◆ **To be done**:
Pull out every line of the listing below that contains the word "floral", matching case exactly.

◆ **The data**:
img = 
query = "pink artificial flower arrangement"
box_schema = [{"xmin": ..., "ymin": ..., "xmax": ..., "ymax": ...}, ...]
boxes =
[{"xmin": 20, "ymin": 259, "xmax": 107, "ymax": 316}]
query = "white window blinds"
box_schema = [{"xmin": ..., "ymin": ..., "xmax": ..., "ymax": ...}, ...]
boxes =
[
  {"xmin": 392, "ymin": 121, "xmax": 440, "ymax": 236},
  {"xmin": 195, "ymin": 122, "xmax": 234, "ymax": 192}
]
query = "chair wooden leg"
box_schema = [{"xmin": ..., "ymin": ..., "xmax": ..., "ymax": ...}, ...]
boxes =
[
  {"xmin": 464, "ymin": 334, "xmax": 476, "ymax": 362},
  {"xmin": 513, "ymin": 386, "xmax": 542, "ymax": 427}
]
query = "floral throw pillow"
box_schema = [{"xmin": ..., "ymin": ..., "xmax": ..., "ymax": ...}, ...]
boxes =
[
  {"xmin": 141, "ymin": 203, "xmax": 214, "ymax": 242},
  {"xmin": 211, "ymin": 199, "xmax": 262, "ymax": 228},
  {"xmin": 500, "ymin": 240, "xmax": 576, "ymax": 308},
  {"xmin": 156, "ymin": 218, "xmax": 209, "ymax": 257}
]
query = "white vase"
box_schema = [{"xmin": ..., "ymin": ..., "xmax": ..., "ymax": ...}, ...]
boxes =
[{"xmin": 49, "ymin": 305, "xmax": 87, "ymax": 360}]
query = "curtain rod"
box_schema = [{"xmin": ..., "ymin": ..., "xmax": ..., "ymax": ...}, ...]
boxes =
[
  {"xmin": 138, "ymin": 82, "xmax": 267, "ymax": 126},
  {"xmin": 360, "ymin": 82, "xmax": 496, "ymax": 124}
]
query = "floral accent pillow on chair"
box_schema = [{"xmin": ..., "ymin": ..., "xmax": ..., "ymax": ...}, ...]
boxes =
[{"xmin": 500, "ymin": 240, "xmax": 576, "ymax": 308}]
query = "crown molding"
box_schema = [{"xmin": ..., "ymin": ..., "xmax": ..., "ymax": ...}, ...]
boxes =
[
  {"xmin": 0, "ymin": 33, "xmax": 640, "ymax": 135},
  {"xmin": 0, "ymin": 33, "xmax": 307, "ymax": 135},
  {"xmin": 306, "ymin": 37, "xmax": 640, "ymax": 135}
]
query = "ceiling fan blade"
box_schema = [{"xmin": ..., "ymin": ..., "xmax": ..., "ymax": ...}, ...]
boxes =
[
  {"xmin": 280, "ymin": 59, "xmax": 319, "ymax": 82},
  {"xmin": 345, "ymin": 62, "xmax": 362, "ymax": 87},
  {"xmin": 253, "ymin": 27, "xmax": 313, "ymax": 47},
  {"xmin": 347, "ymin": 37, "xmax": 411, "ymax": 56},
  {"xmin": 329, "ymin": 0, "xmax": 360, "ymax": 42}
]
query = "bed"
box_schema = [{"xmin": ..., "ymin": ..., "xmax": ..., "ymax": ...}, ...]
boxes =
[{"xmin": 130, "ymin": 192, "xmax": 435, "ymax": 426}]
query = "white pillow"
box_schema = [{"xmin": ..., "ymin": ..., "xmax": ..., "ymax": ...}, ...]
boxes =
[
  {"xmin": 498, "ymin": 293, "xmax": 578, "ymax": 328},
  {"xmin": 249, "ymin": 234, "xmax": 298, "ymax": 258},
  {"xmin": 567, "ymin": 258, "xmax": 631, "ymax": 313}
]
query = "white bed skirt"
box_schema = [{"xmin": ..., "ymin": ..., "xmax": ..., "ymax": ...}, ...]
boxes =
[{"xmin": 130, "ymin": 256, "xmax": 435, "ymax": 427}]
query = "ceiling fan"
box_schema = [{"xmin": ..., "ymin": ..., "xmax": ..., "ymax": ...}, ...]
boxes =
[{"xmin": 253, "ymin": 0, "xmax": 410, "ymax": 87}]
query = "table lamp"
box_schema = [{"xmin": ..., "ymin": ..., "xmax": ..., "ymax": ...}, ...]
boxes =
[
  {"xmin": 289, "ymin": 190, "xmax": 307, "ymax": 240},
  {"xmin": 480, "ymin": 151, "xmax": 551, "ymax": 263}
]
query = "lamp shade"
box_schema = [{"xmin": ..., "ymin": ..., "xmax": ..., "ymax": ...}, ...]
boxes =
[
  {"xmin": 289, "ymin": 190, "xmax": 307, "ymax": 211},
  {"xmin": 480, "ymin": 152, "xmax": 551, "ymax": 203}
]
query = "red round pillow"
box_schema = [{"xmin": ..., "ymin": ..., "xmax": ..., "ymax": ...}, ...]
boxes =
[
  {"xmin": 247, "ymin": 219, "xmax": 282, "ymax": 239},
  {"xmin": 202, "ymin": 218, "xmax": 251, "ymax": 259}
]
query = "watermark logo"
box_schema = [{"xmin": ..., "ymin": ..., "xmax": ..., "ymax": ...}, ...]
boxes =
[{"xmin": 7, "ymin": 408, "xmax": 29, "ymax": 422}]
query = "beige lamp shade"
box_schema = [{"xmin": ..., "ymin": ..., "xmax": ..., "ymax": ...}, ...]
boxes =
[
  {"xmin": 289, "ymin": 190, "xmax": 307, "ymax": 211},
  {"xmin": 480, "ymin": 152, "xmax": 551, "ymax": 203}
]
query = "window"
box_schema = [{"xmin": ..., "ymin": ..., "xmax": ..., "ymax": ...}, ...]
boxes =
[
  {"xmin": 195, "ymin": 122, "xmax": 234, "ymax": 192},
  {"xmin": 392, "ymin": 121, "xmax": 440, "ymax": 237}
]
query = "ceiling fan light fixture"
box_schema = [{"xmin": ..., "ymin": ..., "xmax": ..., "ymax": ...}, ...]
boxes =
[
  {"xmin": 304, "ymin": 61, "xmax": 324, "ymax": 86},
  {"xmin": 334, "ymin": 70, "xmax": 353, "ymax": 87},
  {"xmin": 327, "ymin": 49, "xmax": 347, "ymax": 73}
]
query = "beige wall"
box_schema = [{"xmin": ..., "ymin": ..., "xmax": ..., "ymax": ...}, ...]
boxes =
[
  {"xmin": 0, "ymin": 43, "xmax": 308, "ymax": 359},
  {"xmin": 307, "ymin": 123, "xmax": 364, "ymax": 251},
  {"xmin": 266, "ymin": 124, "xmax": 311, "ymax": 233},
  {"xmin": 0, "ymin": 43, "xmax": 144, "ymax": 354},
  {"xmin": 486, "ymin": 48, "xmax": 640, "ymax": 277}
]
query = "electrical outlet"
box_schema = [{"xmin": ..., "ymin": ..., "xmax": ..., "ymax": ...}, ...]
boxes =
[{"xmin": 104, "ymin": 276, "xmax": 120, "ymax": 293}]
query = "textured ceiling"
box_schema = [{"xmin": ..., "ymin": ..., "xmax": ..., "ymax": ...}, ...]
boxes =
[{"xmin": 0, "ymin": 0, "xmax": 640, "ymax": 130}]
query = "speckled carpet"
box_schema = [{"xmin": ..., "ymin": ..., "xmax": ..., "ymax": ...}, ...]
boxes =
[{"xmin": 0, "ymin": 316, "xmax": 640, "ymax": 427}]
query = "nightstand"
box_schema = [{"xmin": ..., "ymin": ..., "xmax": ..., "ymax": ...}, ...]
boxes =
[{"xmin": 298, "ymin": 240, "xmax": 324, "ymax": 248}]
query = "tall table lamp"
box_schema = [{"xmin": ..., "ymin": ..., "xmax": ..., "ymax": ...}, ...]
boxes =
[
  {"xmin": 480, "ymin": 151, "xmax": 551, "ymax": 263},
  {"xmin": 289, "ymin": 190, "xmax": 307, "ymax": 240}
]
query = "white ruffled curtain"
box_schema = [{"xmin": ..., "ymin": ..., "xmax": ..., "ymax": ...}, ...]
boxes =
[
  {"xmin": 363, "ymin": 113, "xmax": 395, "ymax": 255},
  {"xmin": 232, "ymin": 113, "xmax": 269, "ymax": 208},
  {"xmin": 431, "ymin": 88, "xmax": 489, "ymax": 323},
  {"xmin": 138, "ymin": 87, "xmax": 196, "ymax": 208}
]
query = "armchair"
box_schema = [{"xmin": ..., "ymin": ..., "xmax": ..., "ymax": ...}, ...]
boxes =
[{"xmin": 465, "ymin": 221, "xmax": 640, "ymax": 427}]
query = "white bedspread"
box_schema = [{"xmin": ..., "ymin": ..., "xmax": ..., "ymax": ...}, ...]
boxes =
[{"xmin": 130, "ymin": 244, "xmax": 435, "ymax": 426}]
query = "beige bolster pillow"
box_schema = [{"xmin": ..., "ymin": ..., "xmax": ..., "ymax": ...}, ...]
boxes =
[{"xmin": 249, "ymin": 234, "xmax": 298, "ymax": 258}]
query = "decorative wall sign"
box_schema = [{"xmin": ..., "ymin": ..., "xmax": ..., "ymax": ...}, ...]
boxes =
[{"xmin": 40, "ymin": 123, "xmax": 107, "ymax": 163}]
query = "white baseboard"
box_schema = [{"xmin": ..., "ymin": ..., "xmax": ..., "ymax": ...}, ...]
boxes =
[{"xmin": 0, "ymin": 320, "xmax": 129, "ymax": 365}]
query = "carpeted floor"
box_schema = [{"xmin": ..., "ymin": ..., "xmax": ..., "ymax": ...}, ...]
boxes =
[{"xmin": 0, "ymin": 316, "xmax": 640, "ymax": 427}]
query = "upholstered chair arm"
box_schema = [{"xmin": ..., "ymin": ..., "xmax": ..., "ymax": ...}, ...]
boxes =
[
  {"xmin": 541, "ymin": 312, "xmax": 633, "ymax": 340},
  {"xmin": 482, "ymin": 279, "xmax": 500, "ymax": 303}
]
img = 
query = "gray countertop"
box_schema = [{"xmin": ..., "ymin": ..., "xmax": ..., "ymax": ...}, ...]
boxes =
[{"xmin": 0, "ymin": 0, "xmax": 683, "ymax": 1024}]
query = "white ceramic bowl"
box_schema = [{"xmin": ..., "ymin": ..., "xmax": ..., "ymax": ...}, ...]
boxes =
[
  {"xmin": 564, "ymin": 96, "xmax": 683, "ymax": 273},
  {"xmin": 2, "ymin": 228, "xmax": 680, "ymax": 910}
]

◆ **Solution**:
query = "floral throw pillow"
query = "floral accent pillow on chair"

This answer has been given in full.